:: Excerpts from a detection dataset ::
● ● ● ● ● ● ●

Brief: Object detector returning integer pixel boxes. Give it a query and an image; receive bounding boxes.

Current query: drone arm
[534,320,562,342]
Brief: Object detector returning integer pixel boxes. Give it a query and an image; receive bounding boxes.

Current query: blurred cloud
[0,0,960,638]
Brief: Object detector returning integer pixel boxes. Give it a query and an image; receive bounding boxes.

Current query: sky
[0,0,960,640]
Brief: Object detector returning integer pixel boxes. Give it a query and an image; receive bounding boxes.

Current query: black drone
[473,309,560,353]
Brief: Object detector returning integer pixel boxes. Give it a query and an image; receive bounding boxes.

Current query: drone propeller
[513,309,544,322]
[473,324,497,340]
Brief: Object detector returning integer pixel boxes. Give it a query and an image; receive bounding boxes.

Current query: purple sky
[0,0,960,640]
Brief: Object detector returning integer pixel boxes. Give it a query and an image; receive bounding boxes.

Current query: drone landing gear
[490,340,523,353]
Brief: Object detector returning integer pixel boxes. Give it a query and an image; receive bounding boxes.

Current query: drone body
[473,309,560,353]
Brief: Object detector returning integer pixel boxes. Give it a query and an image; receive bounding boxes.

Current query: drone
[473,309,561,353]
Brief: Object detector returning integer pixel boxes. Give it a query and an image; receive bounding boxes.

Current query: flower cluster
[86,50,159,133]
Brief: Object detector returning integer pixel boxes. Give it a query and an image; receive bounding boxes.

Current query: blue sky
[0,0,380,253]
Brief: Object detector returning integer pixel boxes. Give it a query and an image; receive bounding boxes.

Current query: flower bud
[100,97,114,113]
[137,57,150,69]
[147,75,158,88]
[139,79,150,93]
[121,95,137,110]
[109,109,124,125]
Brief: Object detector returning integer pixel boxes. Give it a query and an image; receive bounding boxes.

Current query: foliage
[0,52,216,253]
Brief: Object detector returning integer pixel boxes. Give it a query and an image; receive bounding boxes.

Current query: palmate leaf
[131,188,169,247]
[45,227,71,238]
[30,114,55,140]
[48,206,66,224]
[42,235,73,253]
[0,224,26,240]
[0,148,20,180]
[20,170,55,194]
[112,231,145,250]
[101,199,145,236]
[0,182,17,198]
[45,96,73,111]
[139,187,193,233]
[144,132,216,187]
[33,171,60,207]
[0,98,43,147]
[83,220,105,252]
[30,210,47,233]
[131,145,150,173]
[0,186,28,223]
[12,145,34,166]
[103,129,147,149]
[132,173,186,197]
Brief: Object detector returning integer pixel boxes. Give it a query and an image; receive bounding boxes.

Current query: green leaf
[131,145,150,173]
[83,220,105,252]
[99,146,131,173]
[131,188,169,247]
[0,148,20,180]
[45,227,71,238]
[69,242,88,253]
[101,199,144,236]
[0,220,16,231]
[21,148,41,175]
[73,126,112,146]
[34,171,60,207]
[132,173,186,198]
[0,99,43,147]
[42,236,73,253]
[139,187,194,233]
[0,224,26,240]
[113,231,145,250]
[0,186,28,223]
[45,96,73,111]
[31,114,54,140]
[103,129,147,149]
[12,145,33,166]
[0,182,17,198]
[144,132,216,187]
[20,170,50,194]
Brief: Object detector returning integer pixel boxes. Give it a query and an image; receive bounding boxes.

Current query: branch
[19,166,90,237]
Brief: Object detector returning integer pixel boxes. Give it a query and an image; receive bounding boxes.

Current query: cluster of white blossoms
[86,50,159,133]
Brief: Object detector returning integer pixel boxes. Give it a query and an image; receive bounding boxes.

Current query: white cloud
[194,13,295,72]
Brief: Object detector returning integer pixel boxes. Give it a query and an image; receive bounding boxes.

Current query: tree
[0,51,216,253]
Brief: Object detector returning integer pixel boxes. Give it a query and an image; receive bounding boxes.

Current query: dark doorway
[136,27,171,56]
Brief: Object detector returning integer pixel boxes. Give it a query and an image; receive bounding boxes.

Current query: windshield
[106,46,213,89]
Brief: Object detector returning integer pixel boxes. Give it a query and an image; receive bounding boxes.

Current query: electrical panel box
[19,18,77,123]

● ● ● ● ● ● ●

:: What is being asked ::
Extract each record, keeping it identical to the original.

:: In response ::
Brief: Object detector returning integer pixel boxes. Give it a query and an image; receive bounding boxes.

Current query: drone arm
[534,320,562,342]
Brief: Object detector returning integer pixel boxes. Give it a query and an image; receive bounding boxes.

Current query: blurred cloud
[0,0,960,638]
Brief: Object detector returning integer pixel boxes. Give it a query and an image; receive bounding boxes.

Current query: sky
[0,0,960,640]
Brief: Object detector returning integer pixel boxes. Give it a query and an image; receive bounding boxes.

Current query: black drone
[473,309,560,353]
Brief: Object detector returning integer pixel boxes. Give it a query and an image; receive bounding boxes.

Current query: drone propeller
[513,309,544,322]
[473,324,497,340]
Brief: Object detector returning integer pixel boxes. Give it a query and an image; receive bounding boxes.

Current query: purple sky
[0,0,960,640]
Brief: Object detector returning integer pixel boxes. Give it a query and an image; receive bounding boxes.

Current query: drone landing gear
[490,340,523,353]
Brief: Object detector returning integer pixel boxes. Give it a query and an image; receive bounding boxes.

Current query: drone body
[473,309,560,353]
Brief: Object detector returning integer pixel boxes. Give it a query and an image; receive bounding boxes.

Current query: drone
[473,309,561,353]
Brief: Object detector returning integer pixel boxes. Give it a query and an image; receive bounding boxes.

Current query: flower cluster
[86,50,159,133]
Brief: Object detector returning integer pixel boxes. Give it a query and an image; receive bounding boxes.

Current query: blue sky
[0,0,380,253]
Brief: Object detector returning integer pixel boxes. Give it a query and an image; receive bounding boxes.

Current query: flower bud
[100,97,114,113]
[137,57,150,69]
[147,75,158,88]
[139,79,150,93]
[121,95,137,110]
[109,109,124,125]
Brief: Object detector returning integer pixel boxes. Give it a query and an image; receive bounding boxes.

Current query: foliage
[0,52,216,253]
Brief: Object detector returning integer pixel boxes. Give it a query and an image; receive bounding boxes.

Current query: palmate leaf
[131,188,169,247]
[45,227,71,238]
[30,114,55,140]
[48,206,66,224]
[42,235,73,253]
[0,224,26,240]
[0,148,20,180]
[20,170,55,194]
[112,231,145,250]
[101,199,145,236]
[0,182,17,198]
[45,96,73,111]
[139,187,193,233]
[144,132,216,187]
[33,171,60,207]
[0,98,43,147]
[83,220,105,252]
[30,210,47,233]
[131,145,150,173]
[0,186,28,223]
[12,145,34,166]
[103,129,147,149]
[132,173,186,197]
Brief: Object detector returning integer pixel boxes. Give it a query and an image; receive bounding boxes.

Current query: green leaf
[131,145,150,173]
[83,220,105,252]
[99,146,131,173]
[131,188,169,247]
[0,148,20,180]
[45,227,71,238]
[69,242,88,253]
[101,199,144,236]
[0,220,16,231]
[21,148,41,175]
[73,126,112,146]
[34,171,60,207]
[132,173,186,198]
[0,99,43,147]
[42,236,73,253]
[139,187,194,233]
[0,224,26,240]
[113,231,145,250]
[0,186,28,223]
[45,96,73,111]
[31,114,54,140]
[103,129,147,149]
[12,145,33,166]
[0,182,17,198]
[144,132,216,187]
[20,170,50,194]
Brief: Object detector returning integer pixel boxes. Give it a query and an image; receive bounding boxes.

Current query: branch
[19,166,90,237]
Brief: Object detector returning integer pixel boxes. Give it a query and an image; receive bounding boxes.

Current query: cluster of white blossoms
[86,50,159,133]
Brief: Object detector returning integer pixel boxes. Give it a query and an image; receive bounding boxes.

Current query: white cloud
[194,13,295,72]
Brief: Object detector returning integer pixel boxes. Give it a query and an image; receive bounding boxes.

Current query: tree
[0,51,216,253]
Brief: Object detector returning integer pixel boxes. Give it a query and an image; receive bounding boxes.

Current query: dark doorway
[136,27,171,56]
Brief: Object detector returning integer pixel boxes. Give it a query and an image; receive bounding boxes.

Current query: windshield
[106,46,213,89]
Brief: Object detector returning integer pixel boxes. Give it a query and an image; receive bounding boxes.

Current query: electrical panel box
[19,18,77,123]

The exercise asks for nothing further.